Деревянное зодчество Холмогорского района. По материалам Игоря Грабаря
Никольская церковь в Панилове Архангольской губернии Холмогорского уезда (1600 г.)
Церковь эта еще древнее белослудской и, быть может, древнее всех церквей, дошедших до нас в безусловно нетронутом виде. Она была освящена в 1600 г. и, вероятно, срублена в 1599 г. [Клировая ведомость за 1902 год.].
Нет возможности передать то исключительное впечатление, которое она производила. Покривившаяся, с выпяченными кое-где бревнами, она грозила рухнуть при малейшем порыве ветра, и было жутко стоять в ветреный день подле ее скрипевших стен. Но уходить от них не хотелось, как не хотелось покидать и ее внутренних помещений, если удавалось забраться в них. Ее необычайная подлинность странным образом манила к себе, почти гипнотизировали ее никем никогда не порченные стены, древний лемех и все еще слюдяные оконца. Недавно она была разобрана до основания и сложена вновь, при чем былое ее очарование, в значительной степени основанное на гипнозе подлинности, неминуемо должно было исчезнуть [Само собою разумеется, что это не упрек по адресу руководившего работами Д. В. Милеева, архитектора, тонко чувствующего красоты древнерусского зодчества. Паниловская церковь неминуемо должна была рухнуть, и ничего другого не оставалось, как перебрать ее с основания, заменяя наименее надежные из бревен новыми, что и было исполнено с применением самых точных и вполне научных приемов. И если церковь что-либо утратила, то только свою ничем не заменимую нетронутость.].
В этом же типе и Сретенская церковь в Красной Ляге Каргопольского уезда, построенная в 1655 году. Восьмерик ее только несколько более вытянут в вышину и удлинен шатер, к тому же она лишена своей живописной некогда галереи и крыльца, следы которых еще можно видеть по гнездам в срубе. Кроме того, алтарь y нее раздвоен посредине, образуя как бы два прируба [В. В. Суслов, заметка в “Художеств. сокровищах России”, 1901, № 5, стр. 67. Снимок с нее на табл. 50, там же.].

*Задания:*
A. Ответьте на вопросы по отрывку о деревянном зодчестве и пометьте ответы так же.
(i) В каком году была освящена Никольская церковь в Панилове?
(ii) Какими названы оконца паниловской церкви?
(iii) В каком году построена Сретенская церковь в Красной Ляге?
B. Напишите продолжение отрывка о деревянном зодчестве, начав сразу после его последнего предложения.

*Выдержки из данных:*
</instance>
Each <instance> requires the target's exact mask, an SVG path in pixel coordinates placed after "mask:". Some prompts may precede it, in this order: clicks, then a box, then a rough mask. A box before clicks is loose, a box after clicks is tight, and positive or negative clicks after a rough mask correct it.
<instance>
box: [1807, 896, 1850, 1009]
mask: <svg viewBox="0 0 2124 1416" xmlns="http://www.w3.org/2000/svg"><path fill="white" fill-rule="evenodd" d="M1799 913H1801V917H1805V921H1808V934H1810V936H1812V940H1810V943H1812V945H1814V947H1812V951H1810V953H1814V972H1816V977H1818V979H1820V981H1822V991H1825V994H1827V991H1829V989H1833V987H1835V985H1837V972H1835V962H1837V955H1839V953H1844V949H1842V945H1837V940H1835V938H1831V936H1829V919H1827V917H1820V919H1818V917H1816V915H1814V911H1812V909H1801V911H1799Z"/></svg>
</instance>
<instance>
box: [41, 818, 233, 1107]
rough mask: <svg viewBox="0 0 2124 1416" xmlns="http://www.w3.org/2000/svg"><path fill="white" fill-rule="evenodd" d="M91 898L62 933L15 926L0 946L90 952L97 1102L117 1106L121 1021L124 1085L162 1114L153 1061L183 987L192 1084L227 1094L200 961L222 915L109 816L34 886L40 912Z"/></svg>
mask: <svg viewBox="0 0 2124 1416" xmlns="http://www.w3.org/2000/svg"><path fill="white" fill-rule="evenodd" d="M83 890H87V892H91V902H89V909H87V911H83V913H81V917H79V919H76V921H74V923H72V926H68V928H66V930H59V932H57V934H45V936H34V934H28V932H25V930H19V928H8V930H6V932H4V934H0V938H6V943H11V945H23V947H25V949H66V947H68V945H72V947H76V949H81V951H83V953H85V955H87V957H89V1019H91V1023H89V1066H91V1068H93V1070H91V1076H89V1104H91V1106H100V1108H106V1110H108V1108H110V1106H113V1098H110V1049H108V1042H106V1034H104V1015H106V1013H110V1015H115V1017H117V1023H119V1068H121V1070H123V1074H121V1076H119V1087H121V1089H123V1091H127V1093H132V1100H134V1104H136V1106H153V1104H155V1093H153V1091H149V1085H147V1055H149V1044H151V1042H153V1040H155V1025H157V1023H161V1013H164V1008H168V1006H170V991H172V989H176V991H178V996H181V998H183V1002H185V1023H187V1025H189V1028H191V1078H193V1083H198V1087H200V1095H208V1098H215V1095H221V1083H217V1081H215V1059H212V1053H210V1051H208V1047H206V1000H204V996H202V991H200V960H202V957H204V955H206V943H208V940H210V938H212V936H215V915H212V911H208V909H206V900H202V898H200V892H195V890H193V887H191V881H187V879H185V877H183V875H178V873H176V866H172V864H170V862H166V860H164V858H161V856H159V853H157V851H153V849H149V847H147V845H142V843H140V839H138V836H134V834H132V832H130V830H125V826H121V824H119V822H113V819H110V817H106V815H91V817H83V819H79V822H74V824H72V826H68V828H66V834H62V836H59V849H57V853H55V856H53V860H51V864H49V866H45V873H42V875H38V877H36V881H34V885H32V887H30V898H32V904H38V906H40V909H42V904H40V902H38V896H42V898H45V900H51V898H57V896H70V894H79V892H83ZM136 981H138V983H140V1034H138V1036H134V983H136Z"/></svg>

*Ответы к заданиям:*
A.
(i) В 1600 году.
(ii) Слюдяными.
(iii) В 1655 году.

B.
Изумительно строги, почти суровы в своей величавой простоте эти великаны, вросшие в землю, как бы сросшиеся с нею. Окруженные древними столетними елями, эти храмы часто и сами кажутся издали такими же елями, только еще могучее, еще стройнее высятся их верхи из лесной чащи. С окружающей природой они действительно составили одно неразрывное целое, притом далеко не в одном только фигуральном значении слова: сама природа и позволила, и заставила так рубить храмы, чтобы над ними проносились века. Идея вечности и необъятности Церкви Христовой выражена здесь невероятно сильно и до последней степени просто. Простота очертаний достигла в них до высшей художественной красоты, и каждая линия говорит за себя, ибо она не принужденна, не надуманна, a безусловно необходима и логически неизбежна. Как великолепны пропорции частей, как разумны и очаровательны декорации, нужные для выразительности храма!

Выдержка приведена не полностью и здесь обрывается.